- [SOURCE EXTRACT]:

= = = =

Sunday, June 08, 2008

Cyndi Lauper - Bring Ya To The Brink

"Bring Ya To The Brink" is a breathtaking return to form. After 20 years in the pop wilderness, Cyndi Lauper has clawed her way back to relevance and top 50 chart success with one of the year's best dance albums. This isn't your standard comeback. There's no reliance on former glories or nostalgia. "Bring Ya To The Brink" takes on the current crop of pop divas at their own game and kicks the competition to the curb by succeeding where they have failed - at delivering an entertaining set of quality pop tunes. The formula couldn't be more simple. Take one much loved 80s icon, sprinkle in some of the dance world's hottest producers and wait for the gays to come a running! As much as I love it, "Bring Ya To The Brink" isn't a perfect album. It meanders at times and often suffers from a lack of cohesion. However, the flaws are easy to overlook in the face of so much shiny pop goodness. Strike this up as the comeback album of 2008.

High & Mighty - 5/10

It's a shame that "Bring Ya To The Brink" kicks off with such a stinker. Produced by Scumfrog (probably best known for his remix of Kylie's "Love At First Sight"), "High & Mighty" is a snooze inducing slice of minimal electro. The song does have a certain hypnotic quality but it seems out of place on such a fun album. I can't decide what annoys me more - the pointless lyrics or the repetitive bleeps. Coming in at just under 5 minutes, "High & Mighty" is also at least two minutes too long.

Into The Nightlife - 10/10

Don't be put off by the album's stillborn opener, things take a massive turn for the better with the sublime "Into The Nightlife". Cyndi employs a team of Swedish super producers to create a slice of dancefloor perfection. This track has everything - feelgood lyrics, an insanely catchy chorus and an electric mix of synths and crashing beats. Pop music doesn't get much better. It's hardly surprising then that "Into The Nightlife" has been selected as the album's second single. With any luck this will be absolutely huge. Make sure you check out the just finished video clip (below). Cyndi looks amazing and her army of dancing gays is extremely fabulous!

Rocking Chair - 8.5/10

I hated "Rocking Chair" the first time I heard it. I initially had it pegged as an exercise in forced weirdness but the damn thing has grown on me like crazy over the past couple of weeks. Basement Jaxx's contribution to "Bring Ya To The Brink" is the kind of overproduced, intentionally disjointed pop song that is so hot right now. It took me a while to get into it but I now love the subtle hooks and eccentric sound effects, not to mention the strange chorus and the spoken breakdown. The general craziness is also a natural fit with Cyndi's kooky side. This will probably age less gracefully than Madonna but "Rocking Chair" captures the zeitgeist of 2008 perfectly.

= = = =

- [EXERCISE INPUTS]:
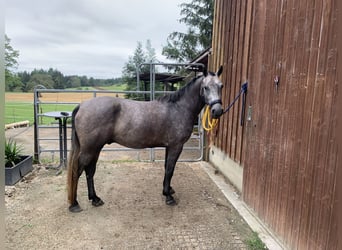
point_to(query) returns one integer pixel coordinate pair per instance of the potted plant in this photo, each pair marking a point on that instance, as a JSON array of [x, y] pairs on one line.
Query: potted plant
[[17, 165]]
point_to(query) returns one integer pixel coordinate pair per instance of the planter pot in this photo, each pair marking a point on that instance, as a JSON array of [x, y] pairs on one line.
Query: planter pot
[[18, 171]]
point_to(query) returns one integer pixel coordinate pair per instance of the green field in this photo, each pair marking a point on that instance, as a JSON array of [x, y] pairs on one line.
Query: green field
[[21, 111], [19, 106]]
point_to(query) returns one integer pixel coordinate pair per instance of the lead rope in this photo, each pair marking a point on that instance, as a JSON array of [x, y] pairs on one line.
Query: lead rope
[[209, 123]]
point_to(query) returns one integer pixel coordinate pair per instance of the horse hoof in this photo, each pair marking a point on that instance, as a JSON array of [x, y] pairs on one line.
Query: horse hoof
[[97, 203], [170, 201], [75, 208]]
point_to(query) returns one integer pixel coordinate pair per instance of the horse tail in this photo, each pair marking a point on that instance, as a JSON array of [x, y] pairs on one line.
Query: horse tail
[[73, 171]]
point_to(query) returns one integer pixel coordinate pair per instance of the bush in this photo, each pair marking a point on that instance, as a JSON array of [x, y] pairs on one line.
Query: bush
[[13, 153]]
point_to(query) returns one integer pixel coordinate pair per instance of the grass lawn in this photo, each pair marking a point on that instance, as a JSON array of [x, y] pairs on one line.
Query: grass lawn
[[21, 111], [19, 106]]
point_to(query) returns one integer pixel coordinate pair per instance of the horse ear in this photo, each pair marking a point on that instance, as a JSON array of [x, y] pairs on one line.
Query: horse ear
[[205, 71], [219, 72]]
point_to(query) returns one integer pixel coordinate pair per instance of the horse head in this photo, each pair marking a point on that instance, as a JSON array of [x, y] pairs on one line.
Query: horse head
[[211, 90]]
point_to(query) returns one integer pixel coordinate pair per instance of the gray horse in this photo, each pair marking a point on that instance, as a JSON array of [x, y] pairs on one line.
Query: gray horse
[[167, 122]]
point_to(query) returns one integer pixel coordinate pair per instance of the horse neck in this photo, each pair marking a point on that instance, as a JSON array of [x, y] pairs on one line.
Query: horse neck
[[191, 99]]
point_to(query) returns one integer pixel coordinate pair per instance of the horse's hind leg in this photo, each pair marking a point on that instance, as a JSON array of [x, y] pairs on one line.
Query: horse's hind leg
[[171, 157], [90, 168], [95, 200]]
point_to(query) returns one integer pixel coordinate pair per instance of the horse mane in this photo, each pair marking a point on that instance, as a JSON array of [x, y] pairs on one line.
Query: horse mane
[[175, 96]]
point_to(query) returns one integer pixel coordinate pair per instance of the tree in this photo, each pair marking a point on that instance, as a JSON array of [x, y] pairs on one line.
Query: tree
[[11, 55], [12, 81], [129, 72], [198, 16]]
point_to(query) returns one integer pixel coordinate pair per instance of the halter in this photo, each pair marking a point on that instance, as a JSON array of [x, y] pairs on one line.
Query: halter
[[212, 103], [208, 123]]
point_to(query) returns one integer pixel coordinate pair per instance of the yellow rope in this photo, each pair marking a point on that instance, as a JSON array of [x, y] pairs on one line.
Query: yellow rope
[[207, 122]]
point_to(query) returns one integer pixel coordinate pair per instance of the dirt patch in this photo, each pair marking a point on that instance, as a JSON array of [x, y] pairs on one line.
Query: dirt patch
[[134, 215]]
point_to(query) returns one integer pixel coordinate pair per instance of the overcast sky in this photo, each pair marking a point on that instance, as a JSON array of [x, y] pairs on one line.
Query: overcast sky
[[87, 37]]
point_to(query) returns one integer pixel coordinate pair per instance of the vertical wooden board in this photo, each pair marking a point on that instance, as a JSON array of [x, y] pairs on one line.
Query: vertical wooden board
[[253, 156], [277, 29], [245, 72], [306, 170], [233, 113], [241, 34], [321, 125], [230, 64]]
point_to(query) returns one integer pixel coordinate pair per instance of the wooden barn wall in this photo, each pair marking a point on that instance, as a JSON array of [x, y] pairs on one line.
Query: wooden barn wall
[[230, 49], [288, 147]]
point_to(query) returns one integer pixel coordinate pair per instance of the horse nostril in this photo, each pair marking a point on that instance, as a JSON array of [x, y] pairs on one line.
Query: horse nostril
[[215, 113]]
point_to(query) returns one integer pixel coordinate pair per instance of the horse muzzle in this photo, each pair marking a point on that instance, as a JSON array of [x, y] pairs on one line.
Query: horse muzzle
[[216, 109]]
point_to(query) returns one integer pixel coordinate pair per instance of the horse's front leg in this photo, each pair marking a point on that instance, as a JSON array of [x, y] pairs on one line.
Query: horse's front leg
[[171, 157], [90, 172]]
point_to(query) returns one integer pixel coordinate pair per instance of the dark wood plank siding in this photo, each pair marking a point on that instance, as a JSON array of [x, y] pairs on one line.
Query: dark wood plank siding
[[230, 49], [289, 148]]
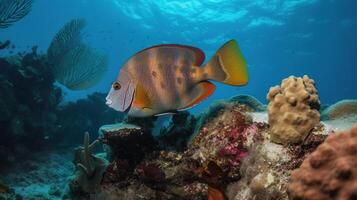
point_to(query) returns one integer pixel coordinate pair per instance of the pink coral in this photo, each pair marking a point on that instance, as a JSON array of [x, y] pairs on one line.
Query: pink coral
[[329, 172], [236, 150]]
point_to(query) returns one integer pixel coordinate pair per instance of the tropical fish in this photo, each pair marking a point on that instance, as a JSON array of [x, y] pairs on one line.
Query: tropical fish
[[168, 78]]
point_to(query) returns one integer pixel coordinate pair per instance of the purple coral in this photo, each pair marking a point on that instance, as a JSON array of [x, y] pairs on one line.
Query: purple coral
[[236, 150]]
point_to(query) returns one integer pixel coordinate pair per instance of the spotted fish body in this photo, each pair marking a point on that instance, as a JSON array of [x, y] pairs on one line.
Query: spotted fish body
[[168, 78]]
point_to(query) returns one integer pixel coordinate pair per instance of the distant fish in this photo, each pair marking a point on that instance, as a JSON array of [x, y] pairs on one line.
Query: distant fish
[[168, 78]]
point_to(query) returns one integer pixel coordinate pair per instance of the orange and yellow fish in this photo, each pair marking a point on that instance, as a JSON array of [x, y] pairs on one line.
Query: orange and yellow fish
[[169, 78]]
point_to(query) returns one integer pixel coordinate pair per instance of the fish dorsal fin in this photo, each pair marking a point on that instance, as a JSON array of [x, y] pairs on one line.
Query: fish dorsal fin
[[200, 92], [199, 55], [141, 98]]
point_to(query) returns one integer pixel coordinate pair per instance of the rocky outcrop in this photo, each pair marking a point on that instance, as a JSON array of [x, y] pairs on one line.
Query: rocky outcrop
[[330, 172], [293, 110]]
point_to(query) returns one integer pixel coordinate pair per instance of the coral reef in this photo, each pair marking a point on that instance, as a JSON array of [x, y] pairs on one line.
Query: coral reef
[[177, 135], [249, 101], [12, 11], [341, 115], [83, 115], [74, 64], [89, 170], [32, 116], [329, 172], [41, 176], [28, 105], [293, 109], [127, 142]]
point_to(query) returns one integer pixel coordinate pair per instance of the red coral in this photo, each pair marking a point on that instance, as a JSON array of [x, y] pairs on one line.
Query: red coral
[[236, 150], [329, 172]]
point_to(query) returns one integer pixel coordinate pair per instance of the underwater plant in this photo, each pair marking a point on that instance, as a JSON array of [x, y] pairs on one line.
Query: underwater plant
[[74, 64], [12, 11], [89, 169]]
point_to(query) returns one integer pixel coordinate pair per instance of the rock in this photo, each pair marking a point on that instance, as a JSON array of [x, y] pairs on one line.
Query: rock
[[329, 172]]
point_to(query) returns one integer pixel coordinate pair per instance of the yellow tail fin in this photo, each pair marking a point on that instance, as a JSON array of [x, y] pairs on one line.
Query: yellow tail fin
[[227, 66]]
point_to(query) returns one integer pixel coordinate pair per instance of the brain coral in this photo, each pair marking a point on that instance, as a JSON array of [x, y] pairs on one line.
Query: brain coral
[[330, 172], [293, 109]]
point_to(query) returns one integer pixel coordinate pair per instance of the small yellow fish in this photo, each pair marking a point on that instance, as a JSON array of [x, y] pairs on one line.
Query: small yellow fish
[[169, 78]]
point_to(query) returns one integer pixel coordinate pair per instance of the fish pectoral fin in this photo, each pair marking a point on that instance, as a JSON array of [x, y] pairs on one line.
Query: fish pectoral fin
[[141, 98], [199, 93]]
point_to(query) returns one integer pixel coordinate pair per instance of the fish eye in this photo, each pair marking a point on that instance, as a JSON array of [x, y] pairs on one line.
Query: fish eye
[[116, 86]]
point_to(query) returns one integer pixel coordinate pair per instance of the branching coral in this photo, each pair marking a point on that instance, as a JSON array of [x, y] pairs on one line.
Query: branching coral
[[293, 109], [12, 11], [74, 64], [89, 169], [329, 172]]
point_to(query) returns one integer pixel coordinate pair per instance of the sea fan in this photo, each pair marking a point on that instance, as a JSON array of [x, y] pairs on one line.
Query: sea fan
[[75, 64], [80, 68], [66, 39], [12, 11]]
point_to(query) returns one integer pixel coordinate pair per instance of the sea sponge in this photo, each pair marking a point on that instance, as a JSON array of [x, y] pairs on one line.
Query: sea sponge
[[329, 172], [293, 109]]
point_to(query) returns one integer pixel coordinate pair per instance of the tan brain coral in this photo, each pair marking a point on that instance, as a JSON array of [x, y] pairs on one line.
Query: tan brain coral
[[330, 172], [293, 109]]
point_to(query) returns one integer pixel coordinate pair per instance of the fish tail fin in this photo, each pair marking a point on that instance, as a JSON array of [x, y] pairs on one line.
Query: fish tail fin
[[227, 66]]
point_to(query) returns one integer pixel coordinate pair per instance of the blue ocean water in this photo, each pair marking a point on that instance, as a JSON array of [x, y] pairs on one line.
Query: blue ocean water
[[278, 38]]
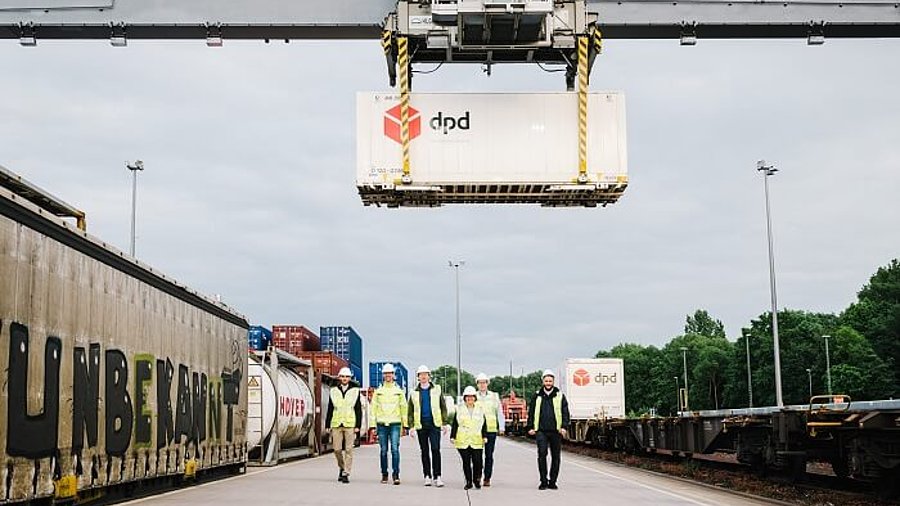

= = = =

- [REQUIREMENTS]:
• a. Update the album review by giving it again from the words "Don't be put" through the words "is extremely fabulous!", with "Swedish" changed to "Norwegian".
• b. Resize the coordinates in the records from the line that has "the horse hoof" through the line that has "[[97, 203], [170, 201], [75, 208]]", both included. Give those lines again with the requests kept, and multiply every coordinate in the answers by 2.25, rounding to whole numbers with halves going up.

- [THE RESPONSES]:
• a.
Don't be put off by the album's stillborn opener, things take a massive turn for the better with the sublime "Into The Nightlife". Cyndi employs a team of Norwegian super producers to create a slice of dancefloor perfection. This track has everything - feelgood lyrics, an insanely catchy chorus and an electric mix of synths and crashing beats. Pop music doesn't get much better. It's hardly surprising then that "Into The Nightlife" has been selected as the album's second single. With any luck this will be absolutely huge. Make sure you check out the just finished video clip (below). Cyndi looks amazing and her army of dancing gays is extremely fabulous!

• b.
point_to(query) returns one integer pixel coordinate pair per instance of the horse hoof in this photo, each pair marking a point on that instance, as a JSON array of [x, y] pairs on one line.
Query: horse hoof
[[218, 457], [383, 452], [169, 468]]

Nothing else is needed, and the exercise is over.